◆ **The exercise**: Repeat exactly the lines from the one containing "task | one point per instance, each pair like [207, 26]" through the last line of the records below, both included, and nothing else.

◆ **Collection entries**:
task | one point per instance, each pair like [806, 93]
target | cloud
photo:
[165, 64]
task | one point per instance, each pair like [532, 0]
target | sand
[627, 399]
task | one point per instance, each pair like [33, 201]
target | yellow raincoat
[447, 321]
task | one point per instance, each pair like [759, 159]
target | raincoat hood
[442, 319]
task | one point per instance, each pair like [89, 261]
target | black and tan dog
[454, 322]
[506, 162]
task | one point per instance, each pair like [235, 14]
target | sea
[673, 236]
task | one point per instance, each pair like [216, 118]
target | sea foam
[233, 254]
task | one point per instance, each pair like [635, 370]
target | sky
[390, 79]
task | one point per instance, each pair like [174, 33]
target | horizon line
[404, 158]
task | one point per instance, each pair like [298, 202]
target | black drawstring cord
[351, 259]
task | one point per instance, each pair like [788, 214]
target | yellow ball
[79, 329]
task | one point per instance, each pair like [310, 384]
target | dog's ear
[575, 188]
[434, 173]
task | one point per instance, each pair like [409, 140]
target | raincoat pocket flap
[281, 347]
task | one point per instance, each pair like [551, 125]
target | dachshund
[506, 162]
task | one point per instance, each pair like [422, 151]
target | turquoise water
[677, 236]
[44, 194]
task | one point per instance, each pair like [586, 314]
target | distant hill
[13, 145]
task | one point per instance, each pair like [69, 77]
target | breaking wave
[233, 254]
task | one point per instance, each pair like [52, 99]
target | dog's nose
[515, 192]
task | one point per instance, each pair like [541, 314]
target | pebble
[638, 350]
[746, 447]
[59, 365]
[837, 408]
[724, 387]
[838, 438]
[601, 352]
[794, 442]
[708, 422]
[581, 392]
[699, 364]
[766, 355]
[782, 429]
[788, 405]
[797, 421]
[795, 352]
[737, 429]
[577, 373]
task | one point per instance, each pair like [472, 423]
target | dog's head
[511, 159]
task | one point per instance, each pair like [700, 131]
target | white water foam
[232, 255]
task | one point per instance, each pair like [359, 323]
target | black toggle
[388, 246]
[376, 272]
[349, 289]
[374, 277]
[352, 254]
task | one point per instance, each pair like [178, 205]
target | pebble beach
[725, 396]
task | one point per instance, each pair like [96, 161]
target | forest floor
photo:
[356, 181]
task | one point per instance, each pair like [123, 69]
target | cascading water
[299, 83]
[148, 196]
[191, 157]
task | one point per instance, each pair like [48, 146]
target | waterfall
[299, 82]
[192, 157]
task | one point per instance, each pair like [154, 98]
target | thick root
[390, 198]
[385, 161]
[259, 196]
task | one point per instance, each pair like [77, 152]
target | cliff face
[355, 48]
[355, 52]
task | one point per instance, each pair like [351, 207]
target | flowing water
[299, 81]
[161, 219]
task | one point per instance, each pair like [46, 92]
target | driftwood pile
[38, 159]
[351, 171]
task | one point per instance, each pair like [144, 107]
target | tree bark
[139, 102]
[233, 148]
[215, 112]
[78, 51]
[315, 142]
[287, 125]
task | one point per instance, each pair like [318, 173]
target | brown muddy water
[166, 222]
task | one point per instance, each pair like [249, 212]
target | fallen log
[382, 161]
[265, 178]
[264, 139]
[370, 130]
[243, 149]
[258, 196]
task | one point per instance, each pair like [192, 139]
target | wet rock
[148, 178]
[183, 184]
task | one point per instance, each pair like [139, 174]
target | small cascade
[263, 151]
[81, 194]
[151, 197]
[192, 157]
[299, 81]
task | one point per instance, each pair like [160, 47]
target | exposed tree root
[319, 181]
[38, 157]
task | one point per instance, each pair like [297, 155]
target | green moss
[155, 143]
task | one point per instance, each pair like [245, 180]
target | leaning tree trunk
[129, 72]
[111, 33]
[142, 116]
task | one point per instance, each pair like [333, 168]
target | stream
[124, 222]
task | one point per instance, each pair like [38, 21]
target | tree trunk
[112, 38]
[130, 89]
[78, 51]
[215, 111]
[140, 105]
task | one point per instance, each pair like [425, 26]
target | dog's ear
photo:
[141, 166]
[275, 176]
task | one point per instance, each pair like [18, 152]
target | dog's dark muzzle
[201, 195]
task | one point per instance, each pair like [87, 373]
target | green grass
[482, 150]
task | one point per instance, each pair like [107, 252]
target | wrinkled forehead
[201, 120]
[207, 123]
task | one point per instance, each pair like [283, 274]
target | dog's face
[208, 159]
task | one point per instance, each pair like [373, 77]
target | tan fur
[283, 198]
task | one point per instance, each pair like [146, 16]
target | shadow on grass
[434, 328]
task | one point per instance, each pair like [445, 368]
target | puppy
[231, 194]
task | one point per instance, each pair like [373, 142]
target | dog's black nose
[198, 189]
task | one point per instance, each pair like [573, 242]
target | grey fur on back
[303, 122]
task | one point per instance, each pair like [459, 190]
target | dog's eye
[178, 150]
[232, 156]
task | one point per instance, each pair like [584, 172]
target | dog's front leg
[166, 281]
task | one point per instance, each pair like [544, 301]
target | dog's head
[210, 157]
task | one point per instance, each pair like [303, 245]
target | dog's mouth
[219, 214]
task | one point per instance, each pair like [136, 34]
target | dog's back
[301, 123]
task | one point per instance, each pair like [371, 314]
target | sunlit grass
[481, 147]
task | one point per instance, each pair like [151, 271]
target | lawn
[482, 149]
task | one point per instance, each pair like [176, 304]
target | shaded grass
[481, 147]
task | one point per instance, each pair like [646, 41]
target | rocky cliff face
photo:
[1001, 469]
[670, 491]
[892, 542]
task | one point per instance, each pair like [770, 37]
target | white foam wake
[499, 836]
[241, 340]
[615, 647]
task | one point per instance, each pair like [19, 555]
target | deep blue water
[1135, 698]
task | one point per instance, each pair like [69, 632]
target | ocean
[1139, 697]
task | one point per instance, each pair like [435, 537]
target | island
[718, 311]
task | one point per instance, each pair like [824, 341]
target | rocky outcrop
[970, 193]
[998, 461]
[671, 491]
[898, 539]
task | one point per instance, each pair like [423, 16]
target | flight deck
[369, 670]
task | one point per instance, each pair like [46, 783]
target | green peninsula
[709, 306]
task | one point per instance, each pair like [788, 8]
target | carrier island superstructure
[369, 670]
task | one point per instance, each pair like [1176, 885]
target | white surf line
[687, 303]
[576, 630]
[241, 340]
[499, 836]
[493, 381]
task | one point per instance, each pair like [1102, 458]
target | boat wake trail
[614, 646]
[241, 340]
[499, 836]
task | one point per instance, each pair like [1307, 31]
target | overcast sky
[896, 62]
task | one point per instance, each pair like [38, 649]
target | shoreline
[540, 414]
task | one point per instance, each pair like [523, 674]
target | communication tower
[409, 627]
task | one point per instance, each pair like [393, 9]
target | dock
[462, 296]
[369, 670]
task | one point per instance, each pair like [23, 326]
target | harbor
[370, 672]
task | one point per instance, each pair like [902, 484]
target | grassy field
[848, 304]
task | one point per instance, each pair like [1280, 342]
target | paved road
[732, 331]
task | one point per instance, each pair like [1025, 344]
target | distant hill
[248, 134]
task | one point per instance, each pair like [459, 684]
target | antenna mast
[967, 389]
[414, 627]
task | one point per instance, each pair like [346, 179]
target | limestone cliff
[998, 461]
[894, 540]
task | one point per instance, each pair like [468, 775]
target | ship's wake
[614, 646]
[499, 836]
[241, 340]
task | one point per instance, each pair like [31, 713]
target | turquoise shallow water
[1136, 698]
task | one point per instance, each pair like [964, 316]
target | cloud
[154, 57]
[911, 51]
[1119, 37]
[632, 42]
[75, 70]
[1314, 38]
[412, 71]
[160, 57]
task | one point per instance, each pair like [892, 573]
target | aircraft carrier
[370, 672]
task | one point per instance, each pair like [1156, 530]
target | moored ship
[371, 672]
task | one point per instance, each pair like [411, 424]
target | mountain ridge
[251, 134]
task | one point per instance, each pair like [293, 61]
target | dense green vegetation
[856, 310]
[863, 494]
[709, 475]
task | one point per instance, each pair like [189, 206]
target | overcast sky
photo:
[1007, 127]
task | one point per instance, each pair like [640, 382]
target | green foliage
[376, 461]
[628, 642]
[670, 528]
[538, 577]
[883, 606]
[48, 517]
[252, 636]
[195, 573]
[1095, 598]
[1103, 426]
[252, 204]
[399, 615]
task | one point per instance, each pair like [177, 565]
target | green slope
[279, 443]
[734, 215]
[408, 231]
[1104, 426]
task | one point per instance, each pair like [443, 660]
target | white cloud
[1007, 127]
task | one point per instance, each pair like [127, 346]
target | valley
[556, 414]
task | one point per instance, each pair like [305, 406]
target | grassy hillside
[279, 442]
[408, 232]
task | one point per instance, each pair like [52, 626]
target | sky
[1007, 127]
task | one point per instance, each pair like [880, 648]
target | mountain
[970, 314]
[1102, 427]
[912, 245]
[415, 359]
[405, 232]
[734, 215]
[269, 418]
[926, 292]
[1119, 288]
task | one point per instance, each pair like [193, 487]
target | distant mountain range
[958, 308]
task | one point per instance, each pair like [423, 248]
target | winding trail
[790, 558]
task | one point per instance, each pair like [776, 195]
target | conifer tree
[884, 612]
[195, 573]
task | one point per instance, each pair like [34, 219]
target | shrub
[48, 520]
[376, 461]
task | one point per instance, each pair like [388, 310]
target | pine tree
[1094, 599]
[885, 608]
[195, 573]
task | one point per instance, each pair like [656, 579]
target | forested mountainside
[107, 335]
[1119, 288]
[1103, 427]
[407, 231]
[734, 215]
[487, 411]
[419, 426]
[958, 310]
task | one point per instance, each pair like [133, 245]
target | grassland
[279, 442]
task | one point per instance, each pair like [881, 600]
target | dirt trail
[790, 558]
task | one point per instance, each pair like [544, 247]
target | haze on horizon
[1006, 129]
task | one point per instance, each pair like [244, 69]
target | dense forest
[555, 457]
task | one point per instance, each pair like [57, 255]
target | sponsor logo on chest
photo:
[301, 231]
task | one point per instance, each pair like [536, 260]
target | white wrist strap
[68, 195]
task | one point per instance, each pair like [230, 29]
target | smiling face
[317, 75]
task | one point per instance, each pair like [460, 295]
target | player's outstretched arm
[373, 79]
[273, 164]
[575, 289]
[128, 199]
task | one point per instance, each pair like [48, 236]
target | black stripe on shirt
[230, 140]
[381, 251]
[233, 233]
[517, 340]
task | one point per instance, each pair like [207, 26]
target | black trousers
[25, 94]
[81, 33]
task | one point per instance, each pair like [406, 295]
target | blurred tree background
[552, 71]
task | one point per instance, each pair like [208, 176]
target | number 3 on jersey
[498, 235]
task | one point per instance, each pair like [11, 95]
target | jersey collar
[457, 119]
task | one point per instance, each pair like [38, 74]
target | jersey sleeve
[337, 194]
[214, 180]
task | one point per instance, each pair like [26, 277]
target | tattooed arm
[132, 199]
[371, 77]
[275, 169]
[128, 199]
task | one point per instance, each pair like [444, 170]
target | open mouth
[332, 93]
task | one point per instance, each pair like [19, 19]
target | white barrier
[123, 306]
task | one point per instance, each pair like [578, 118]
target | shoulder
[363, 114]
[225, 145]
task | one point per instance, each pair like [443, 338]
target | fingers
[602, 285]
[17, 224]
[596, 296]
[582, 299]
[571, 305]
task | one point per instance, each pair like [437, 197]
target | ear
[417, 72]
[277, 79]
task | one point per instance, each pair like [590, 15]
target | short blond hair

◆ **Result**:
task | one point per instance, each pair like [207, 26]
target | black trousers
[25, 94]
[81, 33]
task | one point per instance, each pair like [406, 295]
target | blurred tree background
[552, 71]
task | one point per instance, each pair like [208, 176]
target | number 3 on jersey
[498, 235]
task | one point per instance, each pair like [11, 95]
target | jersey collar
[457, 119]
task | one point per instance, each pair like [38, 74]
target | jersey sleeve
[337, 194]
[214, 180]
task | one point per instance, each pair like [26, 277]
target | tattooed arm
[132, 199]
[371, 77]
[275, 169]
[128, 199]
task | one point per instance, each pair like [444, 170]
target | open mouth
[332, 93]
task | one point per instance, each pair like [19, 19]
target | white barrier
[123, 306]
task | one point per instance, each pair like [578, 118]
target | shoulder
[363, 114]
[225, 145]
task | one point per instance, each pair like [443, 338]
target | fingers
[602, 285]
[17, 224]
[596, 296]
[582, 299]
[571, 305]
task | one point per instance, each pair like [437, 197]
target | ear
[417, 72]
[277, 79]
task | one point per instance, each pair like [590, 15]
target | short blond hair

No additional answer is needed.